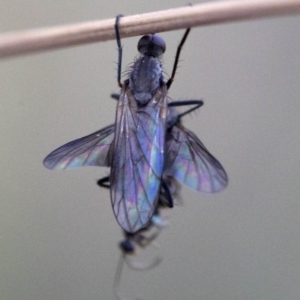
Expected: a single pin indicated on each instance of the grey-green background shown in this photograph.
(58, 233)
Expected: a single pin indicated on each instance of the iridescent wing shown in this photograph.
(91, 150)
(138, 161)
(189, 161)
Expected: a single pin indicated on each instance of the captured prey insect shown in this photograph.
(138, 147)
(146, 236)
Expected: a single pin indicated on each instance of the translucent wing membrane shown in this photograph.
(138, 161)
(189, 161)
(91, 150)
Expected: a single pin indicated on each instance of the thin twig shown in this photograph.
(12, 44)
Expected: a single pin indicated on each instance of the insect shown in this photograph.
(139, 148)
(145, 237)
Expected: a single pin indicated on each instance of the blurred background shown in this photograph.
(58, 233)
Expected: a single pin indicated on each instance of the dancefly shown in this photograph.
(139, 147)
(136, 151)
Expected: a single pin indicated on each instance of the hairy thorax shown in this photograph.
(145, 78)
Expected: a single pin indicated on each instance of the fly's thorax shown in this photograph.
(145, 78)
(172, 118)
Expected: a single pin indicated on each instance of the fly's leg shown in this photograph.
(115, 96)
(171, 79)
(167, 194)
(103, 182)
(120, 50)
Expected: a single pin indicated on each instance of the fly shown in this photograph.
(146, 140)
(136, 150)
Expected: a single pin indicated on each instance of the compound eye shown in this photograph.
(151, 41)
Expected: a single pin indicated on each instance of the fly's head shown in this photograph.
(151, 45)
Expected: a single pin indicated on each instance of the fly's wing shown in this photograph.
(91, 150)
(189, 161)
(138, 161)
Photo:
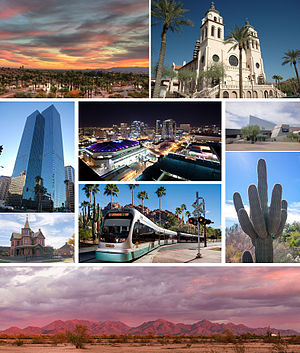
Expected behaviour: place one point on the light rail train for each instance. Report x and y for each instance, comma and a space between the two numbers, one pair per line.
126, 234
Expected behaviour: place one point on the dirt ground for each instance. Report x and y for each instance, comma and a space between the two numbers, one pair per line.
264, 146
137, 348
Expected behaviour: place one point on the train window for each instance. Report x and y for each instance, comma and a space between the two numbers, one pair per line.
143, 233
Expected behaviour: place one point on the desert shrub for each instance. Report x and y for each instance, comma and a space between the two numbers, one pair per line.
79, 336
18, 342
239, 348
38, 339
280, 347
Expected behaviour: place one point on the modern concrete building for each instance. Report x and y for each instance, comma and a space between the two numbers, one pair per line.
4, 186
213, 49
108, 156
40, 155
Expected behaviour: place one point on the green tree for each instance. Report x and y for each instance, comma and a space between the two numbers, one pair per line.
112, 190
143, 196
160, 192
292, 57
239, 36
171, 14
250, 131
79, 337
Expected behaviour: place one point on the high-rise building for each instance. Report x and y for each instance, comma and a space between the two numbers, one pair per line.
4, 185
169, 130
158, 127
69, 173
41, 155
69, 177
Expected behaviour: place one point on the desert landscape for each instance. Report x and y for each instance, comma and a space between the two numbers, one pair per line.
155, 346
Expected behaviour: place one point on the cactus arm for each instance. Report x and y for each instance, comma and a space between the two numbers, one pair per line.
257, 216
274, 216
246, 224
282, 223
237, 201
247, 257
262, 185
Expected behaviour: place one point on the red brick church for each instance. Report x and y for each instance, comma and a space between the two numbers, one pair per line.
28, 243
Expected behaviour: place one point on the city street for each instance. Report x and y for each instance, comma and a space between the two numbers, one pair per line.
177, 253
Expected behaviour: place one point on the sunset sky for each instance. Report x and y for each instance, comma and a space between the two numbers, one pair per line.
256, 297
58, 34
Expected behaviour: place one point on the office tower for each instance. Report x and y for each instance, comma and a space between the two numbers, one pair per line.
69, 181
169, 130
40, 155
4, 185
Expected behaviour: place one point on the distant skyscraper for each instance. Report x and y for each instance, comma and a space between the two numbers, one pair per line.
41, 154
169, 130
4, 185
158, 127
69, 173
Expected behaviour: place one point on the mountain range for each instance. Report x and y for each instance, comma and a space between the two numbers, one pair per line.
157, 327
133, 69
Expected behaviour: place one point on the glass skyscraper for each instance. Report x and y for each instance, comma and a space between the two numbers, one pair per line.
41, 154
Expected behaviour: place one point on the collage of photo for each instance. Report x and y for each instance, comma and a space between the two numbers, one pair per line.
167, 218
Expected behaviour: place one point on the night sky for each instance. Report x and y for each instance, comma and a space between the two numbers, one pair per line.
105, 114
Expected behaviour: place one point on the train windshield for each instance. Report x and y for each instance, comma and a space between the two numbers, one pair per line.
116, 227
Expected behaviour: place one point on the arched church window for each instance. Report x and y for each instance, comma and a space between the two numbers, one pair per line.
233, 60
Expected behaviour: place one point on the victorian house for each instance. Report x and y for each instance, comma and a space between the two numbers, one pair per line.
27, 243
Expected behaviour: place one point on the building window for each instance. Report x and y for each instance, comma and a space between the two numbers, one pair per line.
233, 60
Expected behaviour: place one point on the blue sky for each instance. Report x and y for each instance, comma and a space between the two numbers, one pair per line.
277, 24
12, 121
57, 228
278, 112
282, 167
176, 195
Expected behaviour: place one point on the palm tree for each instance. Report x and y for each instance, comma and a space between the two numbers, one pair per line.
143, 196
239, 36
170, 14
178, 212
183, 208
132, 187
160, 192
87, 188
292, 57
112, 190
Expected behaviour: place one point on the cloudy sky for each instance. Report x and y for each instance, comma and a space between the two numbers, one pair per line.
57, 228
76, 34
237, 114
257, 297
241, 172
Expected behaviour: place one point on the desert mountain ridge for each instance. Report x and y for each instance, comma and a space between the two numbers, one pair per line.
156, 327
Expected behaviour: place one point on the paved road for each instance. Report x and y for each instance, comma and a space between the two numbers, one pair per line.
177, 253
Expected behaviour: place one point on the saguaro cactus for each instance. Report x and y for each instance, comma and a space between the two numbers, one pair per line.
265, 223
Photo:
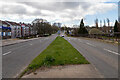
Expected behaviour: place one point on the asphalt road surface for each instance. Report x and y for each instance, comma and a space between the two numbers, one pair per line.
15, 58
104, 56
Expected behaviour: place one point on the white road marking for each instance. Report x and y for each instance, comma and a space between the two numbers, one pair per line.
90, 44
111, 51
6, 53
30, 44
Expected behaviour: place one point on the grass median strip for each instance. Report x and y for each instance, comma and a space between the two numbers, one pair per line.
59, 52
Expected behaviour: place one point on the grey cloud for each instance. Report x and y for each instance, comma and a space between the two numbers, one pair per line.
13, 9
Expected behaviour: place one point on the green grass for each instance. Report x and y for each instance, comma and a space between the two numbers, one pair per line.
59, 52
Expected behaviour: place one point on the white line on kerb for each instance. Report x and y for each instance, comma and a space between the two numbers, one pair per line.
6, 53
112, 51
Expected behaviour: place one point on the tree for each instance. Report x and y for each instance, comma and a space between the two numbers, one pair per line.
82, 29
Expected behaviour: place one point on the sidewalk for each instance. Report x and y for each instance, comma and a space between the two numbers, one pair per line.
69, 71
14, 41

=-=-=

Task goal
All records above are to be printed exactly, minus the pictures they contain.

Result for this task
Expected: a single pin indicated on each instance of the grey-green background shown in this photograph.
(58, 233)
Expected: a single pin indicated on each instance of the iridescent wing shown in this photograph.
(91, 150)
(138, 161)
(189, 161)
Expected: a single pin indicated on each instance of the captured prey insect shown in this photograph.
(138, 147)
(146, 236)
Expected: a single pin indicated on each instance of the translucent wing membrane shown in this photograph.
(138, 161)
(189, 161)
(91, 150)
Expected: a single pin indicated on each instance of the thin twig shown in this photograph.
(12, 44)
Expected: a single pin indicated on each instance of the insect shown in this photograph.
(139, 148)
(145, 237)
Expected: a single pin indicated on each instance of the blurred background shown in this photograph.
(58, 233)
Expected: a single pin indicated on each instance of the dancefly shown in this photograph.
(139, 147)
(136, 151)
Expected: a single pin indicated on each instance of the hairy thorax shown in this photograph.
(145, 78)
Expected: a single pin indicated on each instance of the fly's thorax shown in this photograph.
(145, 78)
(172, 118)
Expected: a single pin indicated on each instance of the fly's leg shown in this photograph.
(115, 96)
(171, 79)
(167, 194)
(103, 182)
(120, 50)
Expected: a single pin indicated on each instance of the fly shown in this photograph.
(146, 140)
(136, 150)
Expected: a single pin indicated on each instance of the compound eye shown in this photograph.
(151, 41)
Expected: a single pin indicated on each instance of the fly's head shown in this photograph.
(151, 45)
Expected: a single pin indicated on each instance of the fly's wing shown in this photograph.
(91, 150)
(189, 161)
(138, 161)
Photo:
Expected behaviour: place one point on the light rail train for each instance. Report x and y for each instance, comma and a space between the two numbers, one pair per line.
126, 234
Expected behaviour: place one point on the dirt ground for each instance. Report x and y for each instance, comma and a space between the two numbers, one pair per line.
264, 146
137, 348
Expected behaviour: place one point on the train window for each instance. Report x and y for each instance, comma and a space between the two numbers, one pair per line.
143, 233
Expected behaviour: place one point on the desert shrub for each instance. Report x and y for each instance, comma and a space between the two numbers, one pair per line.
79, 336
18, 342
239, 348
38, 339
280, 347
Expected behaviour: place one point on the modern concrete building for each instance. Report x and y for each instance, comma and a space between the two numbers, one pair per line.
4, 186
213, 49
108, 156
40, 155
Expected behaviour: place one point on the green tree for each instance. Report x and y for each instance, comma and a space between the two numbers, one pair per line.
112, 190
143, 196
160, 192
292, 57
239, 36
171, 14
250, 131
79, 337
Expected behaviour: place one point on the high-rise building for each instance. Report x and y for each instance, comma and a space between the two numbers, one pair per line.
4, 185
169, 130
158, 127
69, 173
41, 155
69, 177
Expected behaviour: place one point on the desert landscape for each instance. Report x and y for each instance, comma and a space between the two numbers, one pair per line.
155, 346
Expected behaviour: place one point on the cactus arm for each instance. Report x and y for each instance, comma and a space between the two numbers, one pair per line.
257, 216
274, 216
246, 224
282, 223
237, 201
247, 257
262, 185
Expected behaviour: place one point on the red brick church for each instance. Report x and y for each instance, comma and a space between the two numbers, one pair per line.
28, 243
Expected behaviour: place one point on the city street for each instance. Report x and y for each instance, comma and a space between the two numbers, one pair per line.
177, 253
Expected behaviour: place one point on the sunset sky for each instance. Report x and y for each instance, comma and a space between the two numbers, one pair per line.
256, 297
58, 34
Expected behaviour: place one point on the office tower for each instance. Report x and y for each instance, comma and a space between the two numbers, one pair per line.
69, 181
169, 130
40, 155
4, 185
Expected behaviour: place one point on the distant skyscraper for each instance. Report x and y for each instance, comma and a space between the two numbers, one pair per line.
41, 154
169, 130
4, 185
158, 127
69, 173
Expected behaviour: place one point on the mountain range for each instance. Report x and y for each instance, comma and a space between the two numbers, one pair per line.
157, 327
133, 69
Expected behaviour: place one point on the glass skyscraper for each instance. Report x and y for each instance, comma and a space between the two numbers, one pair per line.
41, 154
Expected behaviour: place one point on the collage of photo for each instance. Report x and y for each instance, comma and a space between the two numbers, one pair per line.
167, 218
Expected behaviour: place one point on the night sky for each instance. Report x and y for each instance, comma and a space between the two numbers, one pair per line.
105, 114
Expected behaviour: place one point on the train windshield for each instance. Report x and y for each instance, comma and a space between the two numbers, one pair per line.
116, 227
Expected behaviour: place one point on the arched church window for each instance. Report x and y for each instance, comma and a space between the two numbers, one pair per line.
233, 60
Expected behaviour: place one point on the victorian house for each instance. Report x and y for each instance, comma and a space between the two numbers, one pair per line.
27, 243
Expected behaviour: place one point on the building window for each instance. Report x and y for each instance, comma and a space between the two numbers, one pair per line.
233, 60
Expected behaviour: place one point on the blue sky for each instance. Report x and y for each instance, comma and a space between the two numbers, one pair per line.
277, 24
12, 121
57, 228
278, 112
282, 167
176, 195
Expected behaviour: place one point on the palm tree for each instance. Report x and y for each instance, comma and a space between the two numbers, one pair per line.
143, 196
239, 36
170, 14
178, 212
183, 208
132, 187
160, 192
87, 188
292, 57
112, 190
Expected behaviour: place one point on the cloudy sky for each instance. Report x and y for each instance, comma and a space between the two numbers, one pair per line.
57, 228
76, 34
237, 114
257, 297
241, 172
Expected behaviour: place one point on the desert mountain ridge for each instance. Report x and y for each instance, comma and a space between the two numbers, one pair per line.
156, 327
Expected behaviour: place one point on the paved road for each instance. Report x and y for each instance, comma and a space between the two numbers, one pair per line.
177, 253
Expected behaviour: place one point on the saguaro cactus for each instance. Report x and y for each instance, comma and a space between the two numbers, one pair per line.
265, 223
Photo:
Expected behaviour: place one point on the asphalt road surface for each instance. Report x and y for each instance, comma and a space between the two numbers, one pair per line.
15, 58
104, 56
Expected behaviour: place one point on the white road marking for each instance. Report x and y for each instance, comma and a space between the two numbers, one pair per line.
90, 44
111, 51
6, 53
30, 44
Expected behaviour: place one point on the grass median strip for each instance. Report x and y for each instance, comma and a space between the two numbers, one pair per line.
59, 52
Expected behaviour: place one point on the grey cloud for each instance. Report x and y for each instance, comma and a space between the two numbers, one pair per line.
13, 9
Expected behaviour: place one point on the green grass for each instance. Report x and y for each instance, comma and a space between the two numbers, one pair per line.
59, 52
Expected behaviour: place one point on the white line on kerb for each instance. Report x and y for each instance, comma and a space between the two numbers, one pair per line.
6, 53
112, 51
Expected behaviour: place one point on the tree for each instance. Report x and y for each instance, comma and a space between the two numbers, one pair per line.
82, 29
Expected behaviour: place one point on the sidewalk for each instance. Report x and y for each instance, comma and a space between the two numbers, one pair per line.
69, 71
14, 41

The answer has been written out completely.